_WHAT THE TASK REQUIRES_.
Please find each line of the records that contains the string "blue", with case counting, and copy those lines out.

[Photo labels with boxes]
— START —

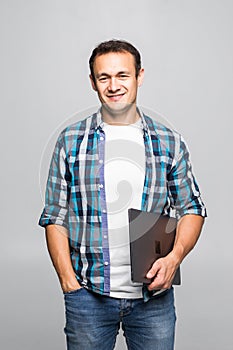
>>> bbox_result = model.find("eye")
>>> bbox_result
[98,77,108,83]
[119,73,129,79]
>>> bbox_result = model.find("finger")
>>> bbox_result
[146,261,160,279]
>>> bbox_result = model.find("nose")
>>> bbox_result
[108,78,120,92]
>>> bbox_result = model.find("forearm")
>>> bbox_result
[46,225,79,291]
[171,214,204,265]
[147,214,204,290]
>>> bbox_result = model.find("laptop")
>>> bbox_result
[128,208,181,285]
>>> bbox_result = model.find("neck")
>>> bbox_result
[101,104,140,125]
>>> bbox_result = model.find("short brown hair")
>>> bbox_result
[89,39,141,81]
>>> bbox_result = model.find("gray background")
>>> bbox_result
[0,0,233,350]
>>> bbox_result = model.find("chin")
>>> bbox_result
[103,102,132,115]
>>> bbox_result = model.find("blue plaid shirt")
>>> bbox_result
[39,108,206,297]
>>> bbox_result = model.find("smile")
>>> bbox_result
[107,94,124,101]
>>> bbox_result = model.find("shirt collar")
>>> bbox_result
[91,107,149,132]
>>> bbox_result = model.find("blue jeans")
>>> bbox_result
[64,288,176,350]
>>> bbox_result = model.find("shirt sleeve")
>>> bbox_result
[168,137,207,219]
[39,135,70,228]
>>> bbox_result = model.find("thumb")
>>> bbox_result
[146,261,159,278]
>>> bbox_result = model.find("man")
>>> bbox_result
[40,40,206,350]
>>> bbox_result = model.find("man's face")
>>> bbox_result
[90,52,144,113]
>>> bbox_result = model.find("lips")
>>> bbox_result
[108,94,124,102]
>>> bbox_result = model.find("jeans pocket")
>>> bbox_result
[63,287,84,296]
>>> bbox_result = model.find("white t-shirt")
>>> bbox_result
[104,119,145,298]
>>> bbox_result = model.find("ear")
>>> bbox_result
[89,74,97,91]
[137,68,144,86]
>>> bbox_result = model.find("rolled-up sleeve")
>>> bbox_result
[168,137,207,219]
[39,135,70,228]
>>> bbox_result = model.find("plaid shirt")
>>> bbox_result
[39,108,206,298]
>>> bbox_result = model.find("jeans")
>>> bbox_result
[64,288,176,350]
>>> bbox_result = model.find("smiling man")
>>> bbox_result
[40,40,206,350]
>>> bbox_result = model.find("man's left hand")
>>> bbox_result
[146,255,179,290]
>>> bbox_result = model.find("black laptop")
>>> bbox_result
[128,209,181,285]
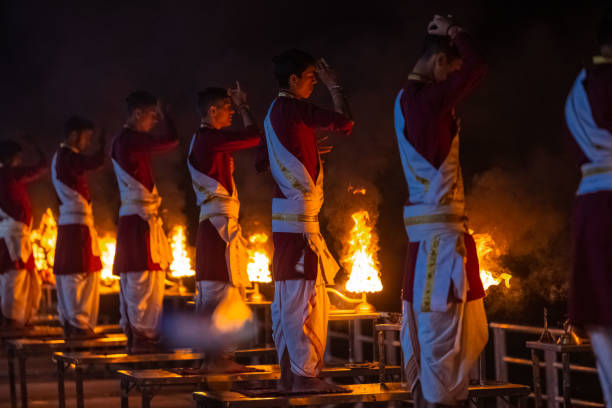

— END —

_COMPLETE RESPONSE_.
>>> bbox_result = model.find("blue plaid shirt")
>>> bbox_result = model.find("blue jeans")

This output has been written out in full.